+++ LESETEXT +++

# [Umfrage] Welches Format habt/bevorzugt ihr? 16:9 vs. 16:10



## Painkiller (30. September 2011)

Moin! 

Mich würde mal interessieren, welches Format der Großteil der Community gerade im Bezug auf Gaming bevorzugt. Hier scheiden sich ja bekanntlich die Geister. 16:9 vs. 16:10 war immer schon ein interessantes Diskussionsthema. (nicht wahr, Pixy?  ).


Begründungen/Diskussionen/Meinungen etc. sind hier gern gesehen!  

Schon mal vielen Dank fürs mitmachen! 

Beste Grüße
Pain


----------



## hempsmoker (30. September 2011)

Ich nutze 16:9 sowohl am PC als auch beim Fernseher. Ich finde FullHD genügt vollends meinen Ansprüchen, daher musste ich bei der Anschaffung des PC-Bildschirms auch nicht lange überlegen.


----------



## Painkiller (30. September 2011)

> Ich nutze 16:9 sowohl am PC als auch beim Fernseher.

+++ EINTRÄGE +++

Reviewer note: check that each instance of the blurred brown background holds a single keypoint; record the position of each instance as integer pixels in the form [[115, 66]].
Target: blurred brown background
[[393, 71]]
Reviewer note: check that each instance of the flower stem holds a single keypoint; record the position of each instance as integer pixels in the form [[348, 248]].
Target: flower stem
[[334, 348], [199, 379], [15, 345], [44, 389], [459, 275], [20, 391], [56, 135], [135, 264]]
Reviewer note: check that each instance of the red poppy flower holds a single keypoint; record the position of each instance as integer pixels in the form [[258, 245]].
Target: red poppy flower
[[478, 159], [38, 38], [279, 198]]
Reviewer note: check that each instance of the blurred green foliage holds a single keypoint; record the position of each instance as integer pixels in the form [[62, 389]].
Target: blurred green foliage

+++

▶ SCHRIFTLICHE AUFGABE 1: Skalieren Sie die gespeicherten Einträge: Geben Sie alle ihre Zeilen samt den Anweisungen erneut wieder und multiplizieren Sie dabei jede Pixelkoordinate in den Antworten mit 1,05. Runden Sie auf ganze Zahlen, wobei Werte mit ,5 aufgerundet werden.
▶ SCHRIFTLICHE AUFGABE 2: Schreiben Sie die Forendiskussion über die Bildformate 16:9 und 16:10 im Anschluss an ihren letzten Satz weiter.

▶ ERGEBNIS 1:
Reviewer note: check that each instance of the blurred brown background holds a single keypoint; record the position of each instance as integer pixels in the form [[115, 66]].
Target: blurred brown background
[[413, 75]]
Reviewer note: check that each instance of the flower stem holds a single keypoint; record the position of each instance as integer pixels in the form [[348, 248]].
Target: flower stem
[[351, 365], [209, 398], [16, 362], [46, 408], [482, 289], [21, 411], [59, 142], [142, 277]]
Reviewer note: check that each instance of the red poppy flower holds a single keypoint; record the position of each instance as integer pixels in the form [[258, 245]].
Target: red poppy flower
[[502, 167], [40, 40], [293, 208]]
Reviewer note: check that each instance of the blurred green foliage holds a single keypoint; record the position of each instance as integer pixels in the form [[62, 389]].
Target: blurred green foliage

▶ ERGEBNIS 2:
Ist bei mir das gleiche! Ich hätte schon gerne einen Monitor der eine höhere Auflösung hat. Nur gibt es keinen passenden für mich.  Bin da etwas anspruchsvoll. xD

In der Arbeit sitz ich vor dem neuen Dell U2412M sowie diversen Eizos. Ein sehr schickes teil!


----------



## Da_Obst (30. September 2011)

Jetzt im Moment nutze ich einen LG Flatron E2350 [16:9] ...

Mit der 16:9 vs. 16:10 Frage hab ich mich aber eigentlich nie richtig auseinander gesetzt, 
irgendwo dachte ich immer das man mit 16:10 oben und unten schwarze Balken bekommt,
und das Format gefällt mir nicht...


----------



## TheEngine01 (30. September 2011)

Ich nutze 16:10, da ich da mehr Bild habe. TV kann ich ja auf meinen 16:9 TV schauen


----------



## Dr Bakterius (30. September 2011)

Ich nutze aktuell 2 x 16:10, zum anklemmen am TV mit 16:9 bin ich zu faul und ausserdem gehen die Anschlüße aus


----------



## Painkiller (30. September 2011)

> Ich nutze aktuell 2 x 16:10


Welche hast du da genau? 27" oder 24"?


----------



## Dr Bakterius (30. September 2011)

<> schrieb:


> Welche hast du da genau? 27" oder 24"?



Sind im Moment sogar nur 22", einer soll ja wenigstens einem 24" 16:9 weichen


----------



## Painkiller (30. September 2011)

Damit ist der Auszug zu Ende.